▶ Task 1: Count the lines in the rows below that contain the string "maroon", and give only that number.

▶ Text to read:
★ ★ ★ ★ ★

# Box Office: 'Star Wars: The Force Awakens' Tops 'Revenge of the Sith' in U.S.



## kozykitten (25 Dez. 2015)

Crossing $813 million globally, J.J. Abrams' reboot has also surpassed the entire global gross of 'Star Wars: Episode II — Attack of the Clones'; a flurry of new movies open on Christmas Day.

Star Wars: The Force Awakens saw its North American cume rise to $391.1 million on Christmas Eve, passing up the $380.3 million earned in 2005 by Star Wars: Episode III — Revenge of Sith.

That means J.J. Abrams' blockbuster has now earned more domestically than both Episode III and Star Wars: Episode II — Attack of the Clones ($310.7 million) in less than a week in release, not accounting for inflation. And it's already surpassed the entire global gross of Attack of the Clones in 2002 ($649.4 million). Star Wars: Episode I — The Phantom Menace grossed $430 million domestically in 1999 and $1 billion worldwide.

Moviegoing always dips on Christmas Eve day, and this year was no exception. Force Awakens saw its lowest midweek gross, or $27.6 million. Still, it topped Avatar's Christmas Eve 2009 record of $11.2 million. Overseas, the Disney and Lucasfilm tentpole took in $20 million Thursday for a worldwide total of $813.5 million, the No. 3 film of the year.

Abrams' critically acclaimed movie, set 30 years after the events of Star Wars: Episode VI – Return of the Jedi, features a strong female heroine in Rey, a young scavenger played by newcomer Daisy Ridley. Rey and a renegade stormtrooper (John Boyega) band together to challenge a rising evil that includes a new planet-killing laser cannon.

The film also stars Oscar Isaac, Adam Driver, Lupita Nyong'o and Domhnall Gleeson, along with original trilogy stars Harrison Ford, Mark Hamill and Carrie Fisher.

There's no telling how high Force Awakens will ultimately fly in terms of box-office revenue, since films over the year-end holidays can see huge multiples. James Cameron's Avatar opened to $77 million on the same weekend in 2009 on its way to becoming the top-grossing film of all time with $2.79 billion in global ticket sales, including $760.5 million domestically. And on the weekend before Christmas in 1996, Cameron's Titanic took in a mere $28.6 million on its way to grossing $2.19 billion worldwide.

★ ★ ★ ★ ★

▶ Task 2: In the box office article, how much did Star Wars: Episode III — Revenge of the Sith earn in North America in 2005?

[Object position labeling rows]

★ ★ ★ ★ ★

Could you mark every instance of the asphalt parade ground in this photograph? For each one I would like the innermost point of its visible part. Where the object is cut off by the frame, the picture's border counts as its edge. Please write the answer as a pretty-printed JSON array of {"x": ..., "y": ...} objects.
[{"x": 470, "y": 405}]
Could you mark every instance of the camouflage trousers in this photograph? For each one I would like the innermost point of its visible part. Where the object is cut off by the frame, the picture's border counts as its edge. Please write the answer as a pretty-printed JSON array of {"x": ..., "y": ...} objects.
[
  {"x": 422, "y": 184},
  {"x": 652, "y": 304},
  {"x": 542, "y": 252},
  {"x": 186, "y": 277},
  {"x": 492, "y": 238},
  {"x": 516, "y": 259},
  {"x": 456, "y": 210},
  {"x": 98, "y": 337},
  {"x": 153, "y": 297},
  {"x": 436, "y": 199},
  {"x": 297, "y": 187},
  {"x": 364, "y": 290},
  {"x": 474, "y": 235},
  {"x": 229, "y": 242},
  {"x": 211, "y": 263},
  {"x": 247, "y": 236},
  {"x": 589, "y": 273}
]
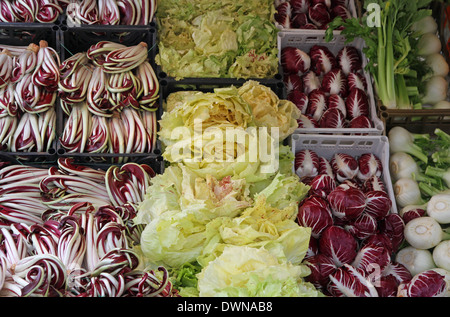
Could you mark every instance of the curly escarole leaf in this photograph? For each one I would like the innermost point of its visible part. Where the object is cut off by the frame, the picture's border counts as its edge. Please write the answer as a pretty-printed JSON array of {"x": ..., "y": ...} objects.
[{"x": 230, "y": 39}]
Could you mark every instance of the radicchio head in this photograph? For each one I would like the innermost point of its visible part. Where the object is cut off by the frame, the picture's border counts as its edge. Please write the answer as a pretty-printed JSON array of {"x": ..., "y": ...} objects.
[
  {"x": 357, "y": 104},
  {"x": 322, "y": 60},
  {"x": 338, "y": 244},
  {"x": 344, "y": 166},
  {"x": 362, "y": 227},
  {"x": 314, "y": 213},
  {"x": 321, "y": 267},
  {"x": 335, "y": 82},
  {"x": 306, "y": 163},
  {"x": 378, "y": 204},
  {"x": 369, "y": 165},
  {"x": 348, "y": 281},
  {"x": 300, "y": 99},
  {"x": 319, "y": 15},
  {"x": 332, "y": 118},
  {"x": 426, "y": 284},
  {"x": 347, "y": 203},
  {"x": 317, "y": 104}
]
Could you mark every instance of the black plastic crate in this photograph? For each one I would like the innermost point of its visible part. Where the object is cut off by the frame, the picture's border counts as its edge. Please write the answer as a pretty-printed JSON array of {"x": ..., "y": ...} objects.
[
  {"x": 78, "y": 39},
  {"x": 23, "y": 34}
]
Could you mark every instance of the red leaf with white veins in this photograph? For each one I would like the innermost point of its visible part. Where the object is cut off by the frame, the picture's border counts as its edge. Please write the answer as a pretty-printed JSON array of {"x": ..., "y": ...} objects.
[
  {"x": 306, "y": 163},
  {"x": 299, "y": 6},
  {"x": 335, "y": 82},
  {"x": 322, "y": 60},
  {"x": 357, "y": 104},
  {"x": 369, "y": 165},
  {"x": 349, "y": 60},
  {"x": 300, "y": 99},
  {"x": 294, "y": 60},
  {"x": 332, "y": 118},
  {"x": 317, "y": 104},
  {"x": 306, "y": 122},
  {"x": 293, "y": 82},
  {"x": 336, "y": 101},
  {"x": 344, "y": 166},
  {"x": 356, "y": 80},
  {"x": 310, "y": 82}
]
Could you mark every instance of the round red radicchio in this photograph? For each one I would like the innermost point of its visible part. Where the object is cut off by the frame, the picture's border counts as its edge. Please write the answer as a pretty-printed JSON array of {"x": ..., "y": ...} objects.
[
  {"x": 347, "y": 203},
  {"x": 306, "y": 163},
  {"x": 322, "y": 185},
  {"x": 335, "y": 82},
  {"x": 299, "y": 99},
  {"x": 344, "y": 166},
  {"x": 338, "y": 244},
  {"x": 386, "y": 286},
  {"x": 426, "y": 284},
  {"x": 294, "y": 60},
  {"x": 362, "y": 227},
  {"x": 378, "y": 204},
  {"x": 332, "y": 119},
  {"x": 325, "y": 167},
  {"x": 356, "y": 80},
  {"x": 327, "y": 3},
  {"x": 314, "y": 213},
  {"x": 311, "y": 82},
  {"x": 336, "y": 101},
  {"x": 317, "y": 104},
  {"x": 313, "y": 248},
  {"x": 360, "y": 122},
  {"x": 372, "y": 259},
  {"x": 349, "y": 60},
  {"x": 322, "y": 60},
  {"x": 319, "y": 15},
  {"x": 348, "y": 281},
  {"x": 379, "y": 239},
  {"x": 398, "y": 271},
  {"x": 373, "y": 183},
  {"x": 369, "y": 165},
  {"x": 321, "y": 267},
  {"x": 357, "y": 104},
  {"x": 293, "y": 82},
  {"x": 411, "y": 212},
  {"x": 393, "y": 226},
  {"x": 306, "y": 122}
]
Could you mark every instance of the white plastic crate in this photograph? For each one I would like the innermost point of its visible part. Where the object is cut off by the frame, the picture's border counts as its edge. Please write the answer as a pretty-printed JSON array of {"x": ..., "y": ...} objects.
[
  {"x": 351, "y": 6},
  {"x": 305, "y": 42},
  {"x": 328, "y": 145}
]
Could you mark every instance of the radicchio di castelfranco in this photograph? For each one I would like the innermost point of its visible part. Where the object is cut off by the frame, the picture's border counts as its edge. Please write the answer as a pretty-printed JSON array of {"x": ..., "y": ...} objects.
[{"x": 324, "y": 81}]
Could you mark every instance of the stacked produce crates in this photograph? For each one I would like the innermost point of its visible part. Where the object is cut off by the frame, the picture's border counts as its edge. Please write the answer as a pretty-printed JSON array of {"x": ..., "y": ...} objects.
[{"x": 366, "y": 137}]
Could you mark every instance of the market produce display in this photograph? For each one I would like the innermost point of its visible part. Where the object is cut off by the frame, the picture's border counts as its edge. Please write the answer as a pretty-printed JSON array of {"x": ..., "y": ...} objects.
[
  {"x": 110, "y": 95},
  {"x": 110, "y": 12},
  {"x": 42, "y": 11},
  {"x": 29, "y": 80},
  {"x": 330, "y": 90},
  {"x": 227, "y": 39},
  {"x": 419, "y": 170},
  {"x": 405, "y": 58},
  {"x": 245, "y": 153},
  {"x": 310, "y": 14}
]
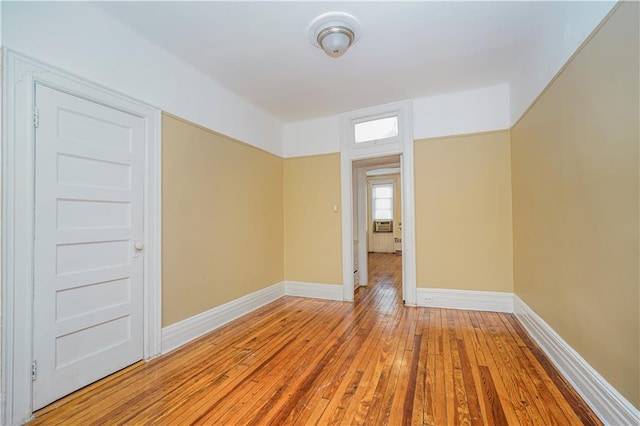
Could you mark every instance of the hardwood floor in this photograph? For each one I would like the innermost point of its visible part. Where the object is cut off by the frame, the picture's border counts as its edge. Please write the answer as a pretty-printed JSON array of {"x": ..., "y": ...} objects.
[{"x": 373, "y": 362}]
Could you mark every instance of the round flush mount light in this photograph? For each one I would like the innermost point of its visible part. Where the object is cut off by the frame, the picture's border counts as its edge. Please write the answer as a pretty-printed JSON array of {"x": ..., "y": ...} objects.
[{"x": 334, "y": 32}]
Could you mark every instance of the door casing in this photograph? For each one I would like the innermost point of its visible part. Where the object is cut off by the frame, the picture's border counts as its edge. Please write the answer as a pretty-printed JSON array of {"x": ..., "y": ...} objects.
[{"x": 20, "y": 74}]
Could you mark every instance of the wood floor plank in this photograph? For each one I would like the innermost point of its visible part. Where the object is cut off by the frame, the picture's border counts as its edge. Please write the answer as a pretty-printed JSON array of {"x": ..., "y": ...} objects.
[{"x": 371, "y": 362}]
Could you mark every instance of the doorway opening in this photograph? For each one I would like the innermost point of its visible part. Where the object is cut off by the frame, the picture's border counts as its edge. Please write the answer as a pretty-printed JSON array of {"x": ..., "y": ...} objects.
[{"x": 377, "y": 209}]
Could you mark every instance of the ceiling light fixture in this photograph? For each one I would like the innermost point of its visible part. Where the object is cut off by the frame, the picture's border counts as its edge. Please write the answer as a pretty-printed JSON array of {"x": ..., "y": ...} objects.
[{"x": 334, "y": 32}]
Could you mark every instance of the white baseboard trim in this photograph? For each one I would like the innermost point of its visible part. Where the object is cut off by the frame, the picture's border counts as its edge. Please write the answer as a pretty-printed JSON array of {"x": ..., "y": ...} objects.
[
  {"x": 492, "y": 301},
  {"x": 608, "y": 403},
  {"x": 314, "y": 290},
  {"x": 182, "y": 332}
]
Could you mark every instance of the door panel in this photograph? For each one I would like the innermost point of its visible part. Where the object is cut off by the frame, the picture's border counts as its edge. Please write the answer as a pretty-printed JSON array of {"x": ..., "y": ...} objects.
[{"x": 88, "y": 276}]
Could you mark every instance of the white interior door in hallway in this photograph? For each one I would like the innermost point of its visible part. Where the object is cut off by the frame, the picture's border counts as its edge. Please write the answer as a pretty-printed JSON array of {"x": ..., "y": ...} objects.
[{"x": 89, "y": 253}]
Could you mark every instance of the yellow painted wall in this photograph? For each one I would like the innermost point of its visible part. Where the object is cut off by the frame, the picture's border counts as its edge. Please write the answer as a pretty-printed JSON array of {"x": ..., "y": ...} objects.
[
  {"x": 222, "y": 226},
  {"x": 463, "y": 212},
  {"x": 312, "y": 230},
  {"x": 576, "y": 197}
]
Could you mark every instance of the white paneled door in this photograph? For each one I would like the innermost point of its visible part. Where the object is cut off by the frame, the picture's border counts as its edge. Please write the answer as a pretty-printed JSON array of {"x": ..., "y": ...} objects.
[{"x": 89, "y": 251}]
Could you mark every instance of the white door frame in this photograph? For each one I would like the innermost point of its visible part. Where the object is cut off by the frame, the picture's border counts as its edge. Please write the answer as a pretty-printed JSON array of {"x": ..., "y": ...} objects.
[
  {"x": 20, "y": 74},
  {"x": 350, "y": 152}
]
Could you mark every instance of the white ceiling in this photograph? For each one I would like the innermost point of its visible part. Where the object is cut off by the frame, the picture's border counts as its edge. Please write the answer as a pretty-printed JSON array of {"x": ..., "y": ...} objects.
[{"x": 260, "y": 50}]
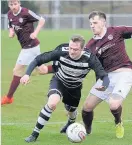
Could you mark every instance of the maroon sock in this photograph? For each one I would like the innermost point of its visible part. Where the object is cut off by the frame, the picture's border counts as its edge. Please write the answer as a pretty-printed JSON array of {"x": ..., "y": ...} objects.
[
  {"x": 13, "y": 86},
  {"x": 117, "y": 114},
  {"x": 87, "y": 118}
]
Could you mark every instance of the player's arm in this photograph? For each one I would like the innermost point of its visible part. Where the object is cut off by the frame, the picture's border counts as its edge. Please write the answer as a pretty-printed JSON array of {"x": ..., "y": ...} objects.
[
  {"x": 33, "y": 17},
  {"x": 10, "y": 28},
  {"x": 11, "y": 32},
  {"x": 125, "y": 31},
  {"x": 95, "y": 64},
  {"x": 38, "y": 28},
  {"x": 39, "y": 60}
]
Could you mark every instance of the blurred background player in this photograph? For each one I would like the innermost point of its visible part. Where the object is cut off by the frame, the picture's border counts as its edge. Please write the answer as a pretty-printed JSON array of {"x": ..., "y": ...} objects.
[
  {"x": 21, "y": 23},
  {"x": 66, "y": 84},
  {"x": 108, "y": 45}
]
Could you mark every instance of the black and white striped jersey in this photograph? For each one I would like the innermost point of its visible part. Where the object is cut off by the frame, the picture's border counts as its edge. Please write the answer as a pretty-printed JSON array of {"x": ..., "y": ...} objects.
[{"x": 71, "y": 72}]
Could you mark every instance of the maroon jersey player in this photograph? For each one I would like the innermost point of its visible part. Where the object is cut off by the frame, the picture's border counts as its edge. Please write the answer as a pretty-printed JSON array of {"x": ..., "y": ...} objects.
[
  {"x": 21, "y": 23},
  {"x": 108, "y": 45}
]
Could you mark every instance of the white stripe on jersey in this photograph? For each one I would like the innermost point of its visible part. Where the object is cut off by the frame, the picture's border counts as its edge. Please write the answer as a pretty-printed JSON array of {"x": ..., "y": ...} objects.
[
  {"x": 70, "y": 62},
  {"x": 34, "y": 15},
  {"x": 72, "y": 71},
  {"x": 72, "y": 79}
]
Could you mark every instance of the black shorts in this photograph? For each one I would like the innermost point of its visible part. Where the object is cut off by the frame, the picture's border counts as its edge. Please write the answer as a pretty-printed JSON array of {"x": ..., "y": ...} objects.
[{"x": 71, "y": 96}]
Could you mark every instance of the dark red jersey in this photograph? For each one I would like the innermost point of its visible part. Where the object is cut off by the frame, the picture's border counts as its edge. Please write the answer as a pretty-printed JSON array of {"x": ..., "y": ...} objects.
[
  {"x": 22, "y": 23},
  {"x": 111, "y": 48}
]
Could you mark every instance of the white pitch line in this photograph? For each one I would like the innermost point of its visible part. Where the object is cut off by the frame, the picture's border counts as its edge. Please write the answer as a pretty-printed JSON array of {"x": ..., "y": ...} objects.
[{"x": 55, "y": 123}]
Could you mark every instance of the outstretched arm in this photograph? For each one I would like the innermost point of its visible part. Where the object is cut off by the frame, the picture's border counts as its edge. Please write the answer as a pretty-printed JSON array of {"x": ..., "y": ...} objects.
[
  {"x": 39, "y": 60},
  {"x": 100, "y": 72}
]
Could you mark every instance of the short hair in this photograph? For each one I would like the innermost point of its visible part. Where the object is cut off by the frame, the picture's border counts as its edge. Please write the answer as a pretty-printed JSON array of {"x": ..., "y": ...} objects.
[
  {"x": 78, "y": 38},
  {"x": 97, "y": 13}
]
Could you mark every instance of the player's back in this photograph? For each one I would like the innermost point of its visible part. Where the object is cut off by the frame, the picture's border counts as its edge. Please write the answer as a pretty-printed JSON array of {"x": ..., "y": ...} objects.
[
  {"x": 111, "y": 49},
  {"x": 22, "y": 23}
]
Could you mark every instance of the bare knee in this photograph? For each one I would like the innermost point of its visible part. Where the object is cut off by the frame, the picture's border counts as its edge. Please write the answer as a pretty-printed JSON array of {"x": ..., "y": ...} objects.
[
  {"x": 18, "y": 71},
  {"x": 90, "y": 103},
  {"x": 53, "y": 101},
  {"x": 52, "y": 105},
  {"x": 115, "y": 101},
  {"x": 87, "y": 106}
]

★ ★ ★ ★ ★

▶ Correct answer 1: 2

▶ Correct answer 2: $380.3 million